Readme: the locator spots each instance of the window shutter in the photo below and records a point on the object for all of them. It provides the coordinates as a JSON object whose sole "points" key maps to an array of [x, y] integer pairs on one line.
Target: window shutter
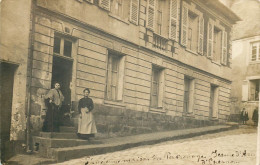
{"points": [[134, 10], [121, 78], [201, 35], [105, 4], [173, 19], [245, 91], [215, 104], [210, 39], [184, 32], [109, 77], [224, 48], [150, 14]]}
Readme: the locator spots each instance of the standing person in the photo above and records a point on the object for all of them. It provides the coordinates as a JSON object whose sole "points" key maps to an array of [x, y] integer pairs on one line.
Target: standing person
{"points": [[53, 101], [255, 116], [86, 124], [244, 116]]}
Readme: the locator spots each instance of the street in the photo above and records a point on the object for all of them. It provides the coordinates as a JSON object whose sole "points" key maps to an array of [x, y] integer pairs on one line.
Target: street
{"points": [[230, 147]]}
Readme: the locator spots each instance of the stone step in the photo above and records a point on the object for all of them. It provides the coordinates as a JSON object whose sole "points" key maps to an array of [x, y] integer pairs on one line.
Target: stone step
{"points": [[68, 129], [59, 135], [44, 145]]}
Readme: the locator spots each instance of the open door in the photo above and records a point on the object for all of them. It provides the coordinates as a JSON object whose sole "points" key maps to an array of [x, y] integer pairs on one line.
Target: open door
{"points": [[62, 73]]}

—————

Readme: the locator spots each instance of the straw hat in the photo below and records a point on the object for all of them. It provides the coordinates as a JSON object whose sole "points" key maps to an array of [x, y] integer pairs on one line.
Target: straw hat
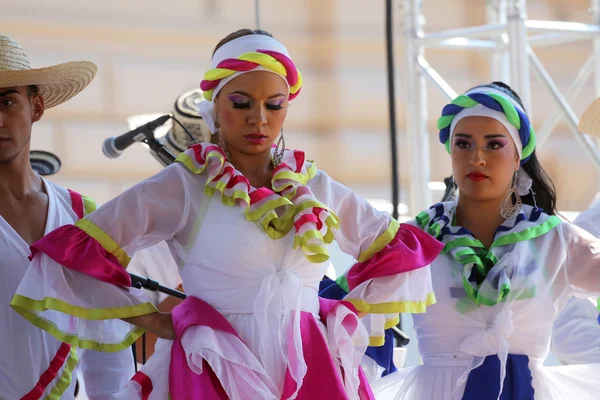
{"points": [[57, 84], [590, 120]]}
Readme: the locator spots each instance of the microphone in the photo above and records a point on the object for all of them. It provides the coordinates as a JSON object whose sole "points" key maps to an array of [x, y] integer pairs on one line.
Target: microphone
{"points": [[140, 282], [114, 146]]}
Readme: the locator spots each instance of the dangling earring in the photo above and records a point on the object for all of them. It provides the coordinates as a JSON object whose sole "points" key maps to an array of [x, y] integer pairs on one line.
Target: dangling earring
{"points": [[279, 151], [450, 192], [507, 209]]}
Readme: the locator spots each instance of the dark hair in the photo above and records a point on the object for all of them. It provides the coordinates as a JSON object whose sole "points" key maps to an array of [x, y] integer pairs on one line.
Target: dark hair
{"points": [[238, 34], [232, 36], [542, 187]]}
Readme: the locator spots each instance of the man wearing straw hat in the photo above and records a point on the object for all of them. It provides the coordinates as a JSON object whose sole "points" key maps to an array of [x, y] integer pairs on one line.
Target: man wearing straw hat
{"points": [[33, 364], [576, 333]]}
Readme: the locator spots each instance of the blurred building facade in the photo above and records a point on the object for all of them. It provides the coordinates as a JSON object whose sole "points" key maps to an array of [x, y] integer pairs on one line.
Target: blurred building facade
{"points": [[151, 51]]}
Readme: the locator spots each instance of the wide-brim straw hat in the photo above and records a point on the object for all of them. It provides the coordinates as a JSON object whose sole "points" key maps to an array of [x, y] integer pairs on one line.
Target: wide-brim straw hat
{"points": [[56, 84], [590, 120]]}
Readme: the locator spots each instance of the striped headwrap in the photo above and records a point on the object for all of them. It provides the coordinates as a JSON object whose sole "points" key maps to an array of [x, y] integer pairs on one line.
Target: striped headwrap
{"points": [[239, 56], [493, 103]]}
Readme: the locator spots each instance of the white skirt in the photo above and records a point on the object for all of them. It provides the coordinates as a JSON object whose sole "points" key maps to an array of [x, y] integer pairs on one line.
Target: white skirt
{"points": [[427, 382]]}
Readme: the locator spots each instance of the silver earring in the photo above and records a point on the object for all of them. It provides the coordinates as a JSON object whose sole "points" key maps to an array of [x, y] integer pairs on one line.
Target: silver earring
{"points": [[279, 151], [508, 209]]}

—————

=== EXERCISE AIM ===
Return, unchanged, each line of the material above that contains the string "striped".

=== THE REPLY ===
Readme: the locator spots each instance of the striped headwrap in the photo above and records a point on the object for all of them. It provides the coordinates as a JSON object whose sole "points" key maps to an array of [x, y] integer pairs on one line.
Target: striped headwrap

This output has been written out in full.